Supplied material:

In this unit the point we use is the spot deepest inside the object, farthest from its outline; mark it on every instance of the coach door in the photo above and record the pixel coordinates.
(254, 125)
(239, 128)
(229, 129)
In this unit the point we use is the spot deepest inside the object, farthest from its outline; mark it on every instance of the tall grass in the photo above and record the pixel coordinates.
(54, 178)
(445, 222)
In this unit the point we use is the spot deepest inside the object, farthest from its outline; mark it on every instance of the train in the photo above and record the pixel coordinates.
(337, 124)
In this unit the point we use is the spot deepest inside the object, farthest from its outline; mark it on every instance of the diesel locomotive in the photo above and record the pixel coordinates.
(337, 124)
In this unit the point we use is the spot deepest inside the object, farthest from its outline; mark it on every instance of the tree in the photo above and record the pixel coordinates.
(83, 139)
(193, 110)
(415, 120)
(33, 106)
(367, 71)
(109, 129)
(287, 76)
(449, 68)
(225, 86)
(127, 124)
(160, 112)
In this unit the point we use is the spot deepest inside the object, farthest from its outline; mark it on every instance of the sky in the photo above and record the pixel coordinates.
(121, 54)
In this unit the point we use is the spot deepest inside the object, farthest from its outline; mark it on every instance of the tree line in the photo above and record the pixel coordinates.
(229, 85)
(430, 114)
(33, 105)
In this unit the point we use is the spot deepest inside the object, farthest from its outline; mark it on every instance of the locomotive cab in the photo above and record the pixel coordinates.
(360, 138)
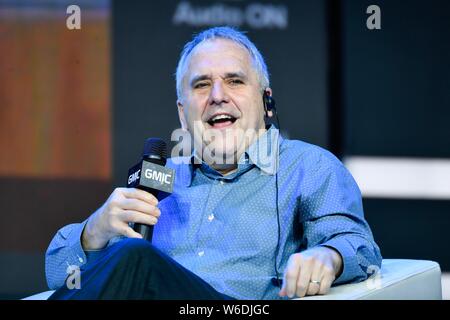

What the task requires:
Write out all of the material above word for word, leaving out the picture.

The answer:
In this unit the point we use is the spot deepest inside the object, farthest from its outline; mark it on every instance of the coach door in the photo above and record the pixel coordinates.
(254, 125)
(239, 128)
(229, 129)
In this unit the point we use is the spot deepest inside the object, farthest from its outline; mark it on every instance of the tall grass in the photo above and record the pixel coordinates.
(54, 178)
(445, 222)
In this unit the point we use is the spot deepest inside the object, farthest from its outline; mark it on every instance of the train in the photo above and record the pixel coordinates.
(337, 124)
In this unit the point we use is the spot deepest inside the object, farthest from its outline; mark it on every instance of the diesel locomotive in the photo above and record the pixel coordinates.
(337, 124)
In this unit the point we use is the spot deepest inside the object, farthest from its outline; mark it on every instance of the tree in the photo above and record the pixel coordinates.
(83, 139)
(193, 110)
(415, 120)
(33, 106)
(367, 71)
(109, 129)
(287, 76)
(449, 68)
(225, 86)
(127, 124)
(160, 112)
In this unit the point we use is the spot deepest inside the object, farthest from its outline; mark it on every instance of the sky in the photo above and record the pixel coordinates.
(121, 54)
In this unit the point we use is the spot deepest inside the object, farthest from its outline; mark it on every instance of the tree line in the photo above and record the pixel coordinates.
(229, 85)
(430, 114)
(33, 105)
In this unit the point we use is the spot deepest inside the object, farthest from its outline; mark it on every instance of the locomotive cab in the photo above and record the pixel coordinates.
(360, 138)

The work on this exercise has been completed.